┌─ SELECTED EXTRACT
In the fourth quarter of 2020-21, DHFL was back in the black with a net profit of ₹96.75 crore. However, this was largely because it had not made provisions for interest on borrowing.

Losses widen

For the full fiscal 2020-21, its net losses widened to ₹15,051.17 crore from a net loss of ₹13,455.81 crore in 2019-20. Total revenue from operations or net sales fell 8.2 per cent to ₹8,770.65 crore in 2020-21 from ₹9,557.96 crore in 2019-20.

But compared to peers such as GIC Housing and SRG Housing Finance, DHFL’s net sales are still high.

Its total assets fell sharply by 18.3 per cent on an annual basis to ₹70,358.66 crore last fiscal and it had a negative net worth of ₹20,645.31 crore.

“In an IBC process, the quarterly profit and loss is not important. The asset side of the book is being bought and the liability side gets extinguished,” said an expert, who did not wish to be named.

“DHFL is a good buy. It continues to do well and the quality of its book is still fine despite all the turmoil,” he further said.

According to sources, PEL is hoping that the implementation of the resolution will be completed by August.

The main attraction of DHFL for the Piramal Group is the scale of its operations and branch network, which the latter hopes to use to build its retail lending book.

The mortgage financier also has close to 10 lakh customers. According to its annual report 2019-20, it was present in 305 locations in the country. PEL has a financial services business, which registered net sales of ₹7,033 crore last fiscal. Of this, PCHFL provides end-to-end financing solutions in both wholesale and retail funding across sectors.
└─
▸ WHAT THIS EXERCISE ASKS:
**A.** Answer these questions from the DHFL excerpt:
(i) What net profit did DHFL report for the fourth quarter of 2020-21?
(ii) By what percentage did DHFL's total assets fall on an annual basis?
(iii) In how many locations was DHFL present according to its annual report 2019-20?
**B.** Reproduce the DHFL excerpt starting at "Its total assets" and ending at "to be named.", renaming "an expert" as "an analyst".
**C.** Summarize the DHFL excerpt in two sentences.
The records that come next have no connection to the text.
┌─ DATASET RECORDS
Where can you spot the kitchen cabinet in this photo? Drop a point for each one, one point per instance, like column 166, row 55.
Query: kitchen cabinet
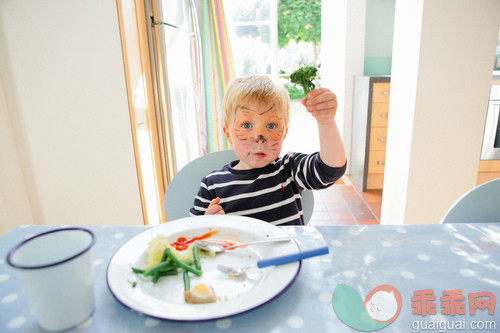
column 369, row 133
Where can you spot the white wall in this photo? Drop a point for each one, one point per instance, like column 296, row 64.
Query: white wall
column 342, row 54
column 66, row 154
column 441, row 73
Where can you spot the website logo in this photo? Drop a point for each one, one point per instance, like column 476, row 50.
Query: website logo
column 380, row 307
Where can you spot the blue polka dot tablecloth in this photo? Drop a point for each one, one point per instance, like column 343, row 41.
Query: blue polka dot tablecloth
column 411, row 278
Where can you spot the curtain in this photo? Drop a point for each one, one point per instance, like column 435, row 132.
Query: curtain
column 217, row 71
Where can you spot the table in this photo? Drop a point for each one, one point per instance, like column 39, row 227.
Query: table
column 419, row 261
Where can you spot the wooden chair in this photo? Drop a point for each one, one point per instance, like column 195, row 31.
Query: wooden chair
column 480, row 204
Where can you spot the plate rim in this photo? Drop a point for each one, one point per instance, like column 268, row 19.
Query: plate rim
column 282, row 289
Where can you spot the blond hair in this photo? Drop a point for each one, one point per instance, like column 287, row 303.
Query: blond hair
column 255, row 88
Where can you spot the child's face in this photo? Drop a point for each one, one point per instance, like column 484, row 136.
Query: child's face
column 256, row 132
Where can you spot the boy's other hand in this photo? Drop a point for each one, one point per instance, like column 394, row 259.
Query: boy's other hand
column 322, row 104
column 214, row 207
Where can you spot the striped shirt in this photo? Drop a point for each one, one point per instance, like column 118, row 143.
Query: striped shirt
column 271, row 193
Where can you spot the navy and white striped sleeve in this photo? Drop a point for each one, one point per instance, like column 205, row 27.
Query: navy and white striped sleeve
column 202, row 199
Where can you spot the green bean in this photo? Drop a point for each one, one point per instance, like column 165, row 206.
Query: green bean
column 156, row 274
column 196, row 257
column 137, row 270
column 181, row 264
column 187, row 283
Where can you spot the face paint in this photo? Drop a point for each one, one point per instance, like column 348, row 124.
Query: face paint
column 256, row 133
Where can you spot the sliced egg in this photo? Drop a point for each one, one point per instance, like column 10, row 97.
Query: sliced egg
column 201, row 293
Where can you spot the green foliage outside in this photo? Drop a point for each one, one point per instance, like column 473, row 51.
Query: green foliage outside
column 299, row 20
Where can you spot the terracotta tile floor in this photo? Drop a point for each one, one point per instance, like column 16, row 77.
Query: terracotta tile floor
column 345, row 204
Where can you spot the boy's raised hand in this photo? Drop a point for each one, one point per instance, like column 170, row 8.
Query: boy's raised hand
column 322, row 104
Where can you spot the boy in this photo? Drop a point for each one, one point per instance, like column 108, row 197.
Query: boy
column 261, row 184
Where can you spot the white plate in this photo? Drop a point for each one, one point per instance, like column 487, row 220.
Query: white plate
column 165, row 299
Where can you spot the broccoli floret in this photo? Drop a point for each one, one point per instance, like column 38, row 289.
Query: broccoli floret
column 304, row 76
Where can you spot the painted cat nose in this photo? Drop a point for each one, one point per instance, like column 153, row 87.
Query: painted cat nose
column 260, row 137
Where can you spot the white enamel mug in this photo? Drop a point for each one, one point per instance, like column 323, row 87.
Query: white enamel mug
column 56, row 271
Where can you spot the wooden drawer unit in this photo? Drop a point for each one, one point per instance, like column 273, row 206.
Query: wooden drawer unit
column 369, row 135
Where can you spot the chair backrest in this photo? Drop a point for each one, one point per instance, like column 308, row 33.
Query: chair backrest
column 480, row 204
column 181, row 191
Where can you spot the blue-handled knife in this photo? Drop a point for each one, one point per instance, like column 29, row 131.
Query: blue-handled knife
column 292, row 257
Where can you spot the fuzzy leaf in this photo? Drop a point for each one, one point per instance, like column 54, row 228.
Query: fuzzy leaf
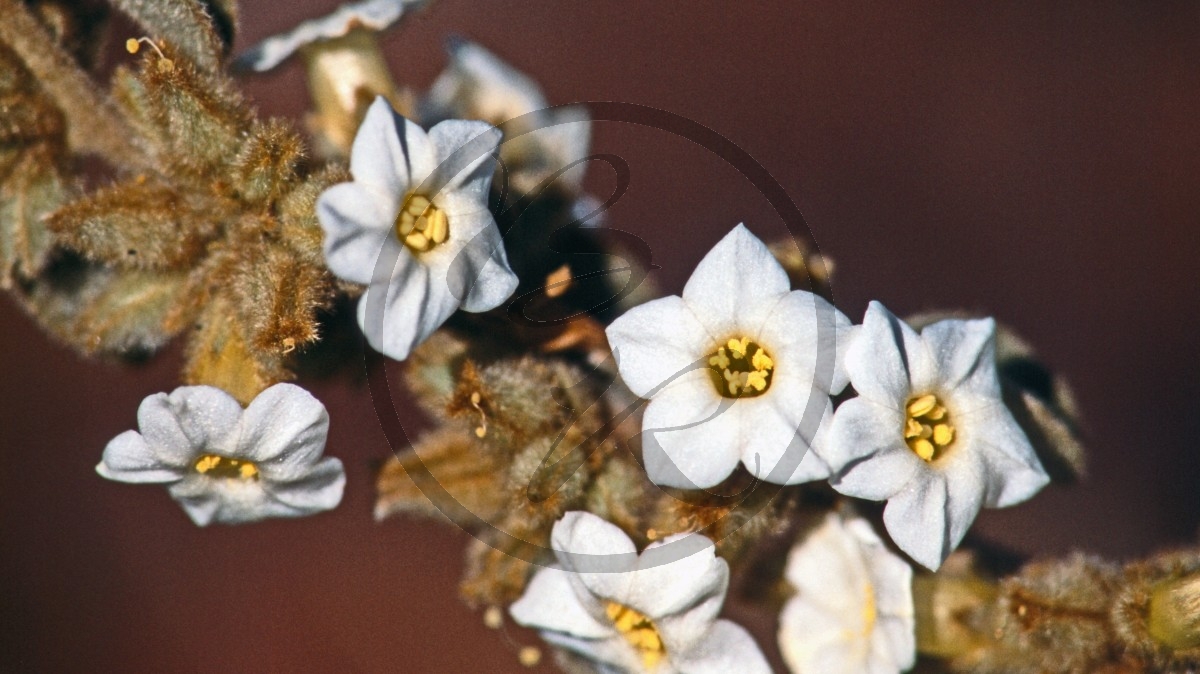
column 267, row 164
column 34, row 187
column 185, row 23
column 195, row 120
column 279, row 296
column 141, row 223
column 219, row 356
column 103, row 311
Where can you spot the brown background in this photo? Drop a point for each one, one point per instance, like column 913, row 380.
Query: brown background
column 1036, row 163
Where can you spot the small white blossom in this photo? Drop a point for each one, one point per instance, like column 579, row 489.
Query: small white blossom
column 929, row 432
column 227, row 464
column 414, row 226
column 648, row 613
column 852, row 612
column 738, row 368
column 543, row 139
column 370, row 14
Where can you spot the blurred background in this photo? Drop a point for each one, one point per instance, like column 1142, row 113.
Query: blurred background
column 1038, row 163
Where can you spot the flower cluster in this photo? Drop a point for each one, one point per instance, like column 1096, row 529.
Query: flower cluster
column 624, row 467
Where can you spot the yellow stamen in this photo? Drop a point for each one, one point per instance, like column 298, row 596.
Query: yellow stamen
column 216, row 465
column 922, row 405
column 421, row 224
column 943, row 434
column 927, row 428
column 639, row 631
column 741, row 368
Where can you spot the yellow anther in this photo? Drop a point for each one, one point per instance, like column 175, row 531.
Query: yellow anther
column 639, row 632
column 741, row 368
column 216, row 465
column 922, row 405
column 493, row 618
column 738, row 347
column 927, row 427
column 720, row 360
column 761, row 361
column 421, row 224
column 912, row 428
column 943, row 434
column 756, row 380
column 923, row 447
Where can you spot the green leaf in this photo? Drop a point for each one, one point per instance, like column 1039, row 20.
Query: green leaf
column 30, row 190
column 187, row 24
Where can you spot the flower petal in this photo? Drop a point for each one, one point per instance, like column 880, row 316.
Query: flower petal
└─
▸ ANSWERS BY ITEM NUMBER:
**A.**
(i) ₹96.75 crore
(ii) 18.3 per cent
(iii) 305 locations

**B.**
Its total assets fell sharply by 18.3 per cent on an annual basis to ₹70,358.66 crore last fiscal and it had a negative net worth of ₹20,645.31 crore.

“In an IBC process, the quarterly profit and loss is not important. The asset side of the book is being bought and the liability side gets extinguished,” said an analyst, who did not wish to be named.

**C.** DHFL posted a fourth-quarter 2020-21 net profit of ₹96.75 crore, largely because it made no provisions for interest on borrowing, while its full-year net loss widened to ₹15,051.17 crore and its net sales fell 8.2 per cent. The Piramal Group is chiefly attracted by DHFL's scale of operations and branch network, and according to sources, PEL hopes to complete the resolution by August.